**INPUT FOR THIS TASK**

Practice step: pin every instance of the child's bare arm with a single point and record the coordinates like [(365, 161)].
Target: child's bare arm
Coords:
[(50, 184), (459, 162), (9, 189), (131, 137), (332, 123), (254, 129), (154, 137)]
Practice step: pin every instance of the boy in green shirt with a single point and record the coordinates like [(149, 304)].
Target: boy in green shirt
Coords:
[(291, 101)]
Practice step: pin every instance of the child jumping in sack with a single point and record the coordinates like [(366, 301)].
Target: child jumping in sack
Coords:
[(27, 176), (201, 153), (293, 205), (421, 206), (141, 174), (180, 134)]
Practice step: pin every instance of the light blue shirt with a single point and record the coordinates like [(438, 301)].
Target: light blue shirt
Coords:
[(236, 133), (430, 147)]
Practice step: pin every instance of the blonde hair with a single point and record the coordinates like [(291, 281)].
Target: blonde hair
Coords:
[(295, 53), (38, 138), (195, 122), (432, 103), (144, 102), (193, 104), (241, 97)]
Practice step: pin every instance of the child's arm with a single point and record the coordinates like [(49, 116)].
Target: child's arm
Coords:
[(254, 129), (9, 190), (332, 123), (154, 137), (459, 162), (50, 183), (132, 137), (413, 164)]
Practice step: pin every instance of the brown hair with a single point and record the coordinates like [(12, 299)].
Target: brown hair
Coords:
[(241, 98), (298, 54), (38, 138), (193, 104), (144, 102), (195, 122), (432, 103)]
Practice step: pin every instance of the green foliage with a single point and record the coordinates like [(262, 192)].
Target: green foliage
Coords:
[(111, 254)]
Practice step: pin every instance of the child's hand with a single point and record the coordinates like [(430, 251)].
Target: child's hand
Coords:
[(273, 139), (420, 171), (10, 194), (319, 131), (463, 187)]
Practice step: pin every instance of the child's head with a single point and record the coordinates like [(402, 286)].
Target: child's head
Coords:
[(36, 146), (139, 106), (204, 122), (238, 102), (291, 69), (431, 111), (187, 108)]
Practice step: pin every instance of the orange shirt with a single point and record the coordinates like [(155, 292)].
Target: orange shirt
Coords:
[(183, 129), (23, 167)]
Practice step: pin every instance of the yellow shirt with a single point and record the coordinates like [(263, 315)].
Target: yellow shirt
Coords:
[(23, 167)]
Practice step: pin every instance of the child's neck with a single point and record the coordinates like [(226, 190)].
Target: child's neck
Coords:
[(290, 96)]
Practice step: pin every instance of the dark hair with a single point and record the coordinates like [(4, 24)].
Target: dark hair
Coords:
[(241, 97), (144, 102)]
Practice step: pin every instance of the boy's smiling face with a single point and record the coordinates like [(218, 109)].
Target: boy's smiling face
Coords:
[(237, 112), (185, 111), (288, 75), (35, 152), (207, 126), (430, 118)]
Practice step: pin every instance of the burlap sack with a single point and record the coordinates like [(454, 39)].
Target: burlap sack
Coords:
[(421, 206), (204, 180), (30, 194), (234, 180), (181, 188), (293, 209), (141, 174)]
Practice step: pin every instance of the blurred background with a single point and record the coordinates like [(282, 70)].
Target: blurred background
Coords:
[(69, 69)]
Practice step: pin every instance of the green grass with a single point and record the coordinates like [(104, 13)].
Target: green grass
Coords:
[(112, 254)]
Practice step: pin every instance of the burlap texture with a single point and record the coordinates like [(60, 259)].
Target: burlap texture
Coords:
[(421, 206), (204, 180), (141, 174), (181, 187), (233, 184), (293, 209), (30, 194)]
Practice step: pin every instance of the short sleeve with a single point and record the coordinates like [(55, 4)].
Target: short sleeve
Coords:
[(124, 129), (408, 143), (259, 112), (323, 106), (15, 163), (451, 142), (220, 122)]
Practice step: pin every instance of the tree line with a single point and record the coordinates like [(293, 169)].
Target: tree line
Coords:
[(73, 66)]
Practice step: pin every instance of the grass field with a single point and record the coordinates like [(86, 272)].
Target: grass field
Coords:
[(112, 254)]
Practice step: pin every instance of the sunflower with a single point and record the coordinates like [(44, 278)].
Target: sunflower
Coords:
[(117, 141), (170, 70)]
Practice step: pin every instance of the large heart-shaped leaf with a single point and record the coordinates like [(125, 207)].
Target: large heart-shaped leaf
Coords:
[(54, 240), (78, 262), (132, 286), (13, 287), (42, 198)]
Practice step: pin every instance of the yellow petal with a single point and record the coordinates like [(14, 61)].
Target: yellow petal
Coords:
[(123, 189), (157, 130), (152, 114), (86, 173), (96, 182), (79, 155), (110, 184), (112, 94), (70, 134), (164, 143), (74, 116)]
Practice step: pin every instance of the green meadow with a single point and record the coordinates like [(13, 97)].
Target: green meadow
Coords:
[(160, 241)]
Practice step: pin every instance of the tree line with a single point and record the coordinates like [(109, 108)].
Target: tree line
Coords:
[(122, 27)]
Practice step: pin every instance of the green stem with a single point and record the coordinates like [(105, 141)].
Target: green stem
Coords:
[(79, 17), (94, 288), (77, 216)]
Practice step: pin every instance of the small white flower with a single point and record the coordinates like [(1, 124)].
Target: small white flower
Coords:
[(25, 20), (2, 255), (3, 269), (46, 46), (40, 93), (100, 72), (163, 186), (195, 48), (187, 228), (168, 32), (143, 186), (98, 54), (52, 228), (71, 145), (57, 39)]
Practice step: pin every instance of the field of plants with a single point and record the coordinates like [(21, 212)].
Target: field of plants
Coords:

**WHAT YOU SHOULD DO**
Please copy out every entry word for word.

**RESPONSE TO THE EXERCISE**
Practice step: pin every instance of the child's bare arm with a single point and record the coordinates like [(365, 161)].
Target: child's bare arm
Coords:
[(50, 184), (459, 162), (9, 189), (131, 137), (332, 123), (254, 129), (154, 137)]
Practice step: pin every instance of the boy in green shirt with a single point and record the coordinates like [(149, 304)].
Target: boy in green shirt
Coords:
[(291, 101)]
Practice step: pin every instance of the child jumping in sack with a single point and record the coordinates like [(366, 301)].
Target: child jumping in sack
Coords:
[(27, 176), (201, 153), (293, 205), (421, 206), (141, 174), (180, 134)]
Practice step: pin every instance of the light blue shirt with a single point and record the coordinates like [(438, 301)].
Target: light blue shirt
Coords:
[(236, 133), (430, 147)]
Practice step: pin every instance of the blonde hair with a single point and record the coordinates like [(291, 281)].
Target: blonde hair
Coords:
[(295, 53), (38, 138), (195, 122), (432, 103), (144, 102), (193, 104), (241, 97)]
Practice step: pin every instance of the child's arm with a single point and record the coordinates like [(49, 116)].
Target: child's arm
Coords:
[(254, 129), (9, 190), (332, 123), (154, 137), (459, 162), (50, 183), (132, 137), (413, 164)]
Practice step: pin every instance of the brown hair with a single point and record the coordinates like [(12, 299)].
Target: brown hair
Coords:
[(241, 98), (298, 54), (38, 138), (193, 104), (144, 102), (195, 122), (432, 103)]
Practice step: pin every instance of the green foliage with a single point and record the coordinates like [(262, 192)].
Target: green foliage
Coords:
[(111, 254)]
Practice step: pin every instance of the child's hand with a single point and record the coordinates like [(430, 251)].
Target: child's hand
Coords:
[(273, 139), (420, 171), (10, 194), (319, 131), (463, 187)]
Practice step: pin every instance of the child's head with a single point and record the coordinates like [(402, 286)].
Target: child's head
Coords:
[(36, 146), (139, 106), (204, 122), (238, 102), (291, 69), (431, 111), (187, 108)]
Practice step: pin every instance of the orange shirt with a single point and record the coordinates like [(155, 292)].
Target: orange shirt
Coords:
[(183, 129), (23, 167)]
Practice step: pin every instance of the yellow shirt with a single point and record the coordinates like [(263, 315)].
Target: yellow shirt
Coords:
[(23, 167)]
Practice step: pin every instance of the child's neck with a single point and record the coordinates like [(226, 190)].
Target: child's neck
Coords:
[(290, 96)]
Practice step: pin every instance of the dark hair with a single point and record the coordinates like [(4, 24)].
Target: dark hair
Coords:
[(241, 97), (144, 102)]
Practice step: pin every instance of the boy's smiling face with a single point and record the coordinates like [(218, 109)].
Target: boy's smiling face
Coords:
[(237, 112), (185, 111), (288, 75), (35, 152), (207, 126), (430, 118)]
Practice step: pin every instance of the burlap sack with a single point and record the coordinates like [(454, 39)].
Target: burlap sack
Coords:
[(421, 206), (204, 180), (30, 194), (234, 180), (181, 188), (293, 209), (141, 174)]
Practice step: pin every instance of the blurred background with a single point and record the coordinates like [(282, 70)].
Target: blurred background
Coords:
[(69, 69)]
Practice step: pin every instance of the green grass with a single point and record the coordinates like [(104, 13)].
Target: green grass
Coords:
[(112, 254)]
Practice step: pin every instance of the burlap texture with a single point and record the coordinates like [(60, 259)].
Target: burlap texture
Coords:
[(421, 206), (204, 180), (141, 174), (181, 187), (233, 184), (293, 209), (30, 194)]
Practice step: pin every instance of the short sleeve with a single point and record the coordinates like [(55, 4)].
Target: short sleeve
Coords:
[(124, 129), (408, 143), (259, 112), (323, 106), (15, 163), (451, 142), (220, 122)]
Practice step: pin every instance of the tree line with a single point and record the coordinates like [(293, 169)].
Target: tree line
Coords:
[(73, 66)]
Practice step: pin every instance of the grass field with a single point and record the coordinates like [(86, 272)].
Target: grass field
Coords:
[(112, 254)]
Practice step: pin every instance of the sunflower with a single point and record the coordinates like [(44, 278)].
Target: sunflower
Coords:
[(117, 141), (170, 70)]
Practice step: pin every instance of the large heart-shaped leaf with a single point and record the coordinates like [(125, 207)].
Target: large heart-shaped leaf
Coords:
[(54, 240), (78, 262), (132, 286), (13, 287), (42, 198)]
Practice step: pin every instance of the yellow petal with a single point and record the coordinates like [(14, 61)].
Target: yellow petal
Coords:
[(123, 189), (157, 130), (152, 114), (86, 173), (96, 182), (79, 155), (110, 184), (112, 94), (70, 134), (164, 143), (74, 116)]
Practice step: pin every instance of the green meadow with a single point and record the coordinates like [(13, 97)].
Target: green meadow
Coords:
[(160, 241)]
Practice step: pin every instance of the tree line with a single point and record the coordinates like [(109, 108)].
Target: tree line
Coords:
[(122, 27)]
Practice step: pin every instance of the green stem with a single point and record the coordinates like [(105, 141)].
Target: green stem
Coords:
[(79, 17), (94, 288), (77, 216)]
Practice step: pin every instance of the small white flower with a single point and record the coordinates like [(1, 124)].
Target: small white flower
Coords:
[(25, 20), (2, 255), (3, 269), (46, 46), (40, 93), (100, 72), (163, 186), (195, 48), (187, 228), (168, 32), (143, 186), (98, 54), (52, 228), (71, 145), (57, 39)]
Practice step: pin every instance of the field of plants with a single point and record the coordinates like [(21, 212)].
Target: field of plants
Coords:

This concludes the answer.